• [Records for the exercise]
## START

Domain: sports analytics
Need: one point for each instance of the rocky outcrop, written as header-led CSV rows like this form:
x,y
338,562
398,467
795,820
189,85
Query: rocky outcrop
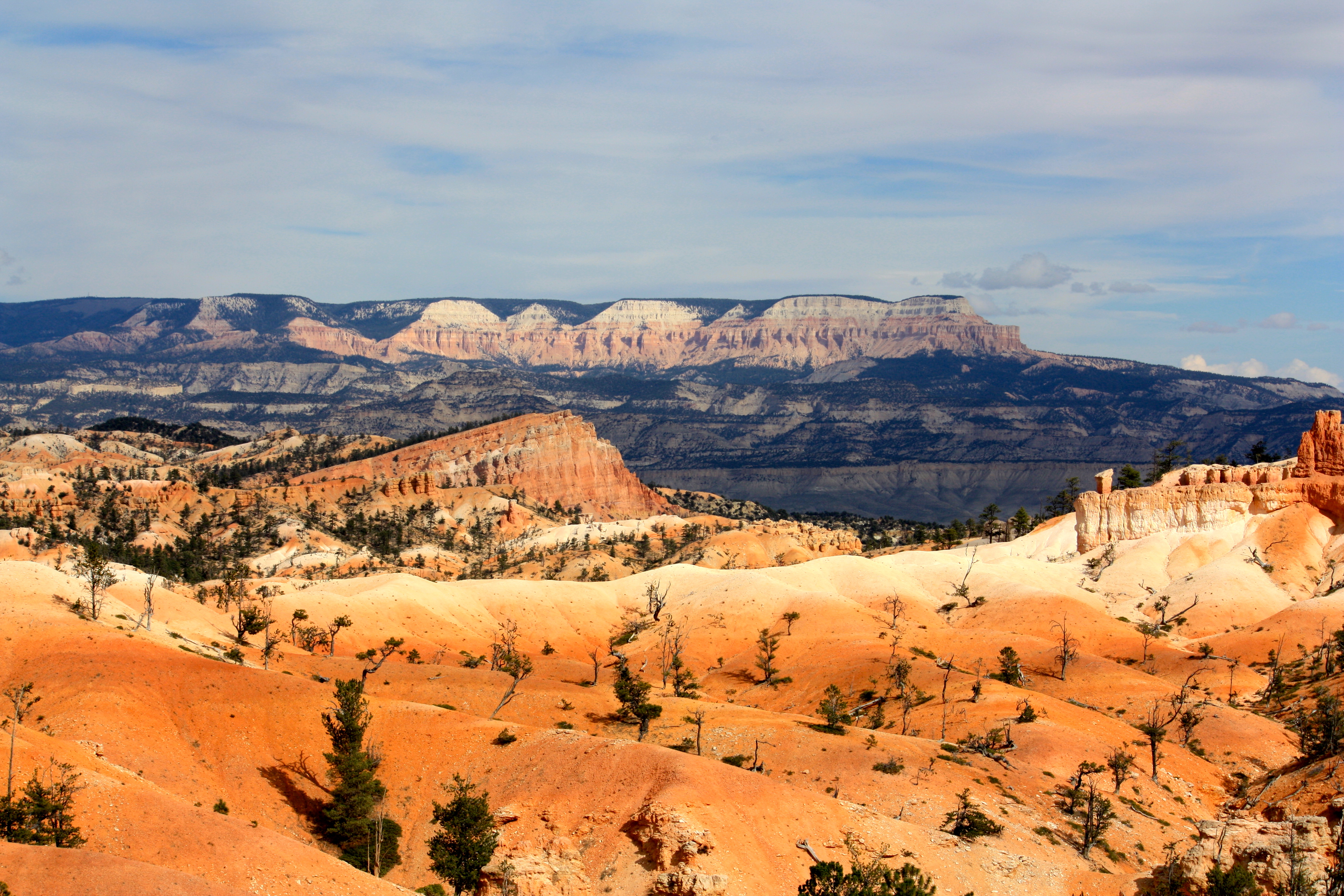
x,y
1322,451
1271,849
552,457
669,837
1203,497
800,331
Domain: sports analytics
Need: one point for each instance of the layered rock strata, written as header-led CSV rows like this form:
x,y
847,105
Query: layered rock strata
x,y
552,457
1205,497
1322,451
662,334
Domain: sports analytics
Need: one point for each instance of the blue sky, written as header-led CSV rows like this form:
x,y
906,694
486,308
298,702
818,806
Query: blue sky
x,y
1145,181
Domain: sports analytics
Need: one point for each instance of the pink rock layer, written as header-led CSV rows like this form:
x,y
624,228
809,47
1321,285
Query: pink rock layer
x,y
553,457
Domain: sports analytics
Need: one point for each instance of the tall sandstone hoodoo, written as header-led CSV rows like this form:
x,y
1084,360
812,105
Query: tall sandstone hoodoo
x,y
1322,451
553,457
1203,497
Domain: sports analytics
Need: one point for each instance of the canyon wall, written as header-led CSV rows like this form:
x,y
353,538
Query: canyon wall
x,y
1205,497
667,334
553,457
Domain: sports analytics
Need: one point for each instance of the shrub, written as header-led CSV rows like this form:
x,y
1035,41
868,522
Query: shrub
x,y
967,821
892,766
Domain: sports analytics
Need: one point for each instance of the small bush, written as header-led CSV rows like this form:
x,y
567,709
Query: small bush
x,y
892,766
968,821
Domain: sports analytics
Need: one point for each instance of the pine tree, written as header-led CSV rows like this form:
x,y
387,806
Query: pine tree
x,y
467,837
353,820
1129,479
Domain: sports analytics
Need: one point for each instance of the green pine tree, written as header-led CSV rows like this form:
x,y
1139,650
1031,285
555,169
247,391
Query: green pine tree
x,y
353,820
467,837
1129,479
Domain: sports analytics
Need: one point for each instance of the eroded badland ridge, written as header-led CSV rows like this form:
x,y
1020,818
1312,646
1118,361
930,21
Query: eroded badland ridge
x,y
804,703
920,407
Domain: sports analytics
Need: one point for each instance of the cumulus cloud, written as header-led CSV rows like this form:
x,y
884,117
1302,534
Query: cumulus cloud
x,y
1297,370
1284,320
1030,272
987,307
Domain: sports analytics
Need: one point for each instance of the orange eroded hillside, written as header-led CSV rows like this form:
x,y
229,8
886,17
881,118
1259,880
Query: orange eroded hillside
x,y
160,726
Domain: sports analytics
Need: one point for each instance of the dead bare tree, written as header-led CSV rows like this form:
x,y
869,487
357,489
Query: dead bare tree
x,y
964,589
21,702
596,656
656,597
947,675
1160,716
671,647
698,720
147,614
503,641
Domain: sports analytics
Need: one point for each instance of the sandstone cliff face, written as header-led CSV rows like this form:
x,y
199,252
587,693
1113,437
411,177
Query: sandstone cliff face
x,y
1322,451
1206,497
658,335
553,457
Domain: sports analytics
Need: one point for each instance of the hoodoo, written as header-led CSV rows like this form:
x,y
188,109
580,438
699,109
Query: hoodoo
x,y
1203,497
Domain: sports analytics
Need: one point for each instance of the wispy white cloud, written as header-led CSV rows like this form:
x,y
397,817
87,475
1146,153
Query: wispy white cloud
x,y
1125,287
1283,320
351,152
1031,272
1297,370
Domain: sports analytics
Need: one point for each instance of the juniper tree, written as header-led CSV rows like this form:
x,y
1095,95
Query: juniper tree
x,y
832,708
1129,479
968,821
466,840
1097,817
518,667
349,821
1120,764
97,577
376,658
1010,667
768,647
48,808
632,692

## END

• [Set exercise] Give an exact copy of the material, leaving out every picture.

• [Solution to the exercise]
Domain: sports analytics
Need: one point for each instance of the rocky outcrop, written as header-led CSV rows like this form:
x,y
338,562
398,467
795,820
189,85
Query: rocky outcrop
x,y
1322,451
1271,849
552,457
669,837
1203,497
800,331
Domain: sports analytics
Need: one point for each instance of the layered rock strata, written as header-led CSV rows like this form:
x,y
847,105
Query: layered rock strata
x,y
552,457
1205,497
1322,451
662,334
Domain: sports analytics
Need: one point for each instance of the blue sky, written as header-led CSV rows like this form:
x,y
906,694
486,308
298,702
818,806
Query: blue sky
x,y
1145,181
Domain: sports analytics
Need: one point for each instance of the pink rock layer, written as header-led CSV rows like this form:
x,y
624,228
809,47
1321,285
Query: pink rock layer
x,y
553,457
Domain: sports analytics
Need: one point for each instance of the tall sandstone hoodoo, written as header-led CSV rows like this form:
x,y
1084,360
812,105
Query: tall sandstone hoodoo
x,y
1322,451
553,457
1203,497
Domain: sports analytics
Need: one point for each instance of the canyon wall, written as header-led CSV rows like this form:
x,y
353,538
Query: canyon wall
x,y
1205,497
667,334
553,457
Domain: sports analytics
Need: one point for each instance of the shrub, written as header-led CSV rows like this form:
x,y
1035,41
868,522
Query: shrub
x,y
967,821
892,766
Domain: sports analytics
Need: one point for each instance of the small bush, written as header-led CSV rows like this form:
x,y
567,709
Query: small bush
x,y
892,766
968,821
Domain: sports analytics
Need: one point for each instance of the pine tree, written as header-led CSV rows like this form:
x,y
387,806
Query: pine tree
x,y
467,837
353,820
1129,479
Domain: sports analytics
Need: one point for each instance of the green pine tree, written as header-led CSV rows like this form:
x,y
1139,650
1031,285
555,169
247,391
Query: green pine tree
x,y
353,820
467,837
1129,479
Domain: sports analytics
Need: one point for each instance of the eroded badland ridge, written as header-led CSV rows like this form:
x,y
1020,818
1312,646
1118,361
930,21
Query: eroded badland ridge
x,y
804,703
920,407
Domain: sports analytics
Need: one point for each instance of the cumulus cloud, written as header-led CSV rows like this form:
x,y
884,117
1302,534
Query: cumulus cloud
x,y
1297,370
1284,320
1030,272
987,307
Domain: sports analytics
Need: one point for each instance of the orange eroded hillside, written as header-led CSV rows like this form:
x,y
229,8
886,17
881,118
1259,880
Query: orange eroded hillside
x,y
160,726
Domain: sports analytics
Need: one point for each instance of the dead bare tree, written as header-led CSV rows like this form:
x,y
869,487
357,489
Query: dead bare tree
x,y
964,589
21,702
596,656
656,597
947,675
1160,716
671,647
698,720
147,614
503,641
Domain: sports analytics
Need: one point for each instance of the sandstone cliff face, written as header-led CSV rows like this form:
x,y
199,252
587,693
1113,437
411,177
Query: sandstone cliff face
x,y
1322,451
1206,497
658,335
553,457
Domain: sports analytics
Need: one point for each instance of the hoodoo, written as header-led CSV rows like this form:
x,y
188,109
580,438
699,109
Query: hoodoo
x,y
1203,497
Domain: sports analytics
Need: one point for each instance of the wispy white cloud, written as header-led CSV rows like this form:
x,y
397,817
87,475
1146,153
Query: wispy white cloud
x,y
1125,287
1283,320
351,152
1031,272
1297,370
Domain: sports analytics
Need: one point for each instance of the juniper tree, written as header-led CSV rows like this form:
x,y
1095,95
Query: juniper tree
x,y
832,708
1129,479
968,821
466,840
1097,817
518,667
349,821
1120,764
97,577
376,658
1010,667
768,647
48,808
632,692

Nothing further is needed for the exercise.